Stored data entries
Start of Block

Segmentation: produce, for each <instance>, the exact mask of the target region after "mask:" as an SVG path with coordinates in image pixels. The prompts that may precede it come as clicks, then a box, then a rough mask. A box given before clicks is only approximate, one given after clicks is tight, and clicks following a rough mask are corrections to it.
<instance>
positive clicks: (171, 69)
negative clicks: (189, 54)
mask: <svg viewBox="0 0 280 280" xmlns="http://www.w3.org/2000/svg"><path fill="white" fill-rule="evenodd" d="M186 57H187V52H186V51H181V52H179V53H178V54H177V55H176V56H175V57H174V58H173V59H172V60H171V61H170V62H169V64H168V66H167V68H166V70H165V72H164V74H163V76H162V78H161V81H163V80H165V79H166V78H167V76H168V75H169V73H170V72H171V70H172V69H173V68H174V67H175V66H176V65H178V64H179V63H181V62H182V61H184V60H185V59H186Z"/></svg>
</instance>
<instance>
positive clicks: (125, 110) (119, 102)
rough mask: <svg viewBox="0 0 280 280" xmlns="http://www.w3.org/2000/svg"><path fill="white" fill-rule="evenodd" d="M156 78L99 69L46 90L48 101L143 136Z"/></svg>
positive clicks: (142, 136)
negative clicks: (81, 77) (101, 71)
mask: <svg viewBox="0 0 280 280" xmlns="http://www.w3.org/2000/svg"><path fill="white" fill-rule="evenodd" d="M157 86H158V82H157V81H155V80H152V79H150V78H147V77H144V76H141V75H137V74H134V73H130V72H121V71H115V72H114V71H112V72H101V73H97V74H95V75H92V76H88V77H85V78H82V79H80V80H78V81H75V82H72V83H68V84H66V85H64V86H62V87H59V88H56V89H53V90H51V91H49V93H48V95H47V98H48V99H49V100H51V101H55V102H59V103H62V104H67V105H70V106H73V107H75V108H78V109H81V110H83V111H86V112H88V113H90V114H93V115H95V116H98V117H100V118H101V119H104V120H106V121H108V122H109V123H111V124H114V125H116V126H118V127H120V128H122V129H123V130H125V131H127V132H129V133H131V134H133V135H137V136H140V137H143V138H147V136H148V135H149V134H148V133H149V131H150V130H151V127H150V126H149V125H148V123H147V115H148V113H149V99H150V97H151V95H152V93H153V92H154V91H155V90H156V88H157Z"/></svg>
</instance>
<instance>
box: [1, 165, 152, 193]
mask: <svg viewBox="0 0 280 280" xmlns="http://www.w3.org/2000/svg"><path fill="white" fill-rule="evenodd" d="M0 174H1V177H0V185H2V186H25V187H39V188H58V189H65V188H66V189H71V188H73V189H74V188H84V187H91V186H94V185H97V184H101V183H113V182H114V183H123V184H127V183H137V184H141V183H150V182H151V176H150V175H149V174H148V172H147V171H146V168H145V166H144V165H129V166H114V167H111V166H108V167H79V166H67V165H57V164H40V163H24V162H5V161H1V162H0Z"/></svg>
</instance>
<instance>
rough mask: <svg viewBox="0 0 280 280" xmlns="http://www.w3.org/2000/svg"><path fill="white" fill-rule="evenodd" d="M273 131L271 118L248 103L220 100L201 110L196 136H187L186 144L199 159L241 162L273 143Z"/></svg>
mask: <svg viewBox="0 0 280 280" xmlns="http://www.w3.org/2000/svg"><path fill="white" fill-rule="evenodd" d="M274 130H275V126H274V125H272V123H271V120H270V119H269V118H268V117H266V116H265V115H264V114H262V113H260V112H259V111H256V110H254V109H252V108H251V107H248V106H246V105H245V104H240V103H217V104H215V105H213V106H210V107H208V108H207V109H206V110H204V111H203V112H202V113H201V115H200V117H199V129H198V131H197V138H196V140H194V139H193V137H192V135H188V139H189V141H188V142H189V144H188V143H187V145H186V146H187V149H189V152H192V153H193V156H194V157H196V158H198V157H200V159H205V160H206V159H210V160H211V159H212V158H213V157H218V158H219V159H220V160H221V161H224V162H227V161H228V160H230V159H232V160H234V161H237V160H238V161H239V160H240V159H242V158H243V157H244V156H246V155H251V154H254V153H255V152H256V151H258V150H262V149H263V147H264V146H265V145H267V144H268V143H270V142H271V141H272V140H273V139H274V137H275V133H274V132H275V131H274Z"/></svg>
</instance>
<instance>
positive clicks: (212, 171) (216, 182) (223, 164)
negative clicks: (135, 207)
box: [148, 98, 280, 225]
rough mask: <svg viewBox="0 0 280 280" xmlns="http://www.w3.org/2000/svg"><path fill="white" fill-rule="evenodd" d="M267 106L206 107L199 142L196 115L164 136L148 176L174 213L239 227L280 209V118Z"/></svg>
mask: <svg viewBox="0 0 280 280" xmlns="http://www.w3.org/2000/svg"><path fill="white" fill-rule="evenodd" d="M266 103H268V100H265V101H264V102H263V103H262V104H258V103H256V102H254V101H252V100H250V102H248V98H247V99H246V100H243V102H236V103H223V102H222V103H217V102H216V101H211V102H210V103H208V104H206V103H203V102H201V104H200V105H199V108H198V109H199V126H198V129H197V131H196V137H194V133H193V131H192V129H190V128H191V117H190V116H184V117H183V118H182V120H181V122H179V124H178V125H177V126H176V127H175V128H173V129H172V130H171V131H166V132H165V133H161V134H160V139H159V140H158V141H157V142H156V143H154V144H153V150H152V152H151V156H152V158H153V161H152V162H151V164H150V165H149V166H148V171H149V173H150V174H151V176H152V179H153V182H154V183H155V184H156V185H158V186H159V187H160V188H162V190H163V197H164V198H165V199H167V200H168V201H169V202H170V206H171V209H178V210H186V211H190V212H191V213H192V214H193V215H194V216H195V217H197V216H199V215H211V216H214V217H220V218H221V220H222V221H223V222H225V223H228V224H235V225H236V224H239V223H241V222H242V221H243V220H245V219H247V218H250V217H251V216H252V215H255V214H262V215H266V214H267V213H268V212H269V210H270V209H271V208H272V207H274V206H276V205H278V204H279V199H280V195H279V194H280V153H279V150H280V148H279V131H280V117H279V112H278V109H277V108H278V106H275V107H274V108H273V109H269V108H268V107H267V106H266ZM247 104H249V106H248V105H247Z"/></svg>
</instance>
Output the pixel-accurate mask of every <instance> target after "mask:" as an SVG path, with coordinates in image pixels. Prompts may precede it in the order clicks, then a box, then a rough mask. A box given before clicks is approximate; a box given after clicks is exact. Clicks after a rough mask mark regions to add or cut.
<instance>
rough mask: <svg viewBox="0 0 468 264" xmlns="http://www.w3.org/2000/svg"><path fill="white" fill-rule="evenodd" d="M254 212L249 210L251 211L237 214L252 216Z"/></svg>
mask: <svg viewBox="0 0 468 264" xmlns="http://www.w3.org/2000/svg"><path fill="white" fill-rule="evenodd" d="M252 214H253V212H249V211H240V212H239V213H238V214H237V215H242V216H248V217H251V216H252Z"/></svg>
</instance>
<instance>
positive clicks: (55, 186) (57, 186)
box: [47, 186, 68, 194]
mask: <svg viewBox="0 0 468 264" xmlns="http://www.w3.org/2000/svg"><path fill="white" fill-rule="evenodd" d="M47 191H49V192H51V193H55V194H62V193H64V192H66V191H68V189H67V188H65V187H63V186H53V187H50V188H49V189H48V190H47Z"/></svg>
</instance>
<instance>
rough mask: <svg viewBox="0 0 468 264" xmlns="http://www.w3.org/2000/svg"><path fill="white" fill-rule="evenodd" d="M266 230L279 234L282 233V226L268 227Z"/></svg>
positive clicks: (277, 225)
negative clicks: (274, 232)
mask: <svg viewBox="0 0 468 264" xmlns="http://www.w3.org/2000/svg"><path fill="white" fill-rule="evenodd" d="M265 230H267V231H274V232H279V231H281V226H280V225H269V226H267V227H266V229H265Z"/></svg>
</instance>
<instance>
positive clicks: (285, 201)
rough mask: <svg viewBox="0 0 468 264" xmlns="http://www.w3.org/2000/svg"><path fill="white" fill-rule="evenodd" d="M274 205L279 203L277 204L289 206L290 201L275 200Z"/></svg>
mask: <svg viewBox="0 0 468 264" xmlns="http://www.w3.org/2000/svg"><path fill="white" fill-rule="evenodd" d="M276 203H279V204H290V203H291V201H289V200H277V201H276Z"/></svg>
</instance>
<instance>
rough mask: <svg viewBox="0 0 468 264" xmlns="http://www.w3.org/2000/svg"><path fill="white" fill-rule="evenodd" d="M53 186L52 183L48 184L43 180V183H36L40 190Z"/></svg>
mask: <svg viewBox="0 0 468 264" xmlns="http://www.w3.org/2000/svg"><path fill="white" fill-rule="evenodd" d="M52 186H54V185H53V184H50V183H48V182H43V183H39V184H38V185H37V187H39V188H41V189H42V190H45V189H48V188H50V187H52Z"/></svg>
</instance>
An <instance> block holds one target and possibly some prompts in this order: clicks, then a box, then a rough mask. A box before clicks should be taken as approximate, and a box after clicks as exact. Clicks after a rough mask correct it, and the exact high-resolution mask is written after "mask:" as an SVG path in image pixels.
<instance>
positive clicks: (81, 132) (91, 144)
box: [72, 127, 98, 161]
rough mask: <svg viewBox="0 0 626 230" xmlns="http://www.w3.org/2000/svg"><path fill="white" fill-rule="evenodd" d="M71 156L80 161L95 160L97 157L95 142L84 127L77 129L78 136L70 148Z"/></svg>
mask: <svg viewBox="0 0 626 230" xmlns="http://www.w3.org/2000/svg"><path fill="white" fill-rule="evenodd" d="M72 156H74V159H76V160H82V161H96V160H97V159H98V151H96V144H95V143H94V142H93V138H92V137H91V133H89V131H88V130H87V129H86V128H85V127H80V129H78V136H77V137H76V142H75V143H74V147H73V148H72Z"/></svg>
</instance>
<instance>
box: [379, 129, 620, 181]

End of Block

- [Your assignment]
Lay out the stretch of data from its start through the line containing "positive clicks: (142, 136)" as a numbered list. Skip any blank lines.

- [Solution for this problem]
1. Segmentation: produce, for each <instance>, the exact mask of the target region after "mask:" as an SVG path with coordinates in image pixels. The prompts that may precede it come as clicks, then a box, then a rough mask. A box given before clicks is only approximate, one given after clicks is tight, and clicks following a rough mask are corrections to it.
2. <instance>
3. positive clicks: (171, 69)
4. negative clicks: (189, 54)
5. mask: <svg viewBox="0 0 280 280" xmlns="http://www.w3.org/2000/svg"><path fill="white" fill-rule="evenodd" d="M186 57H187V52H186V51H181V52H179V53H178V54H177V55H176V56H175V57H174V58H173V59H172V60H171V61H170V62H169V64H168V66H167V68H166V70H165V72H164V74H163V76H162V78H161V81H163V80H165V79H166V78H167V76H168V75H169V73H170V72H171V70H172V69H173V68H174V67H175V66H176V65H178V64H179V63H181V62H182V61H184V60H185V59H186Z"/></svg>
6. </instance>
7. <instance>
8. positive clicks: (125, 110) (119, 102)
9. rough mask: <svg viewBox="0 0 280 280" xmlns="http://www.w3.org/2000/svg"><path fill="white" fill-rule="evenodd" d="M156 78L99 69L46 90L48 101L143 136Z"/></svg>
10. positive clicks: (142, 136)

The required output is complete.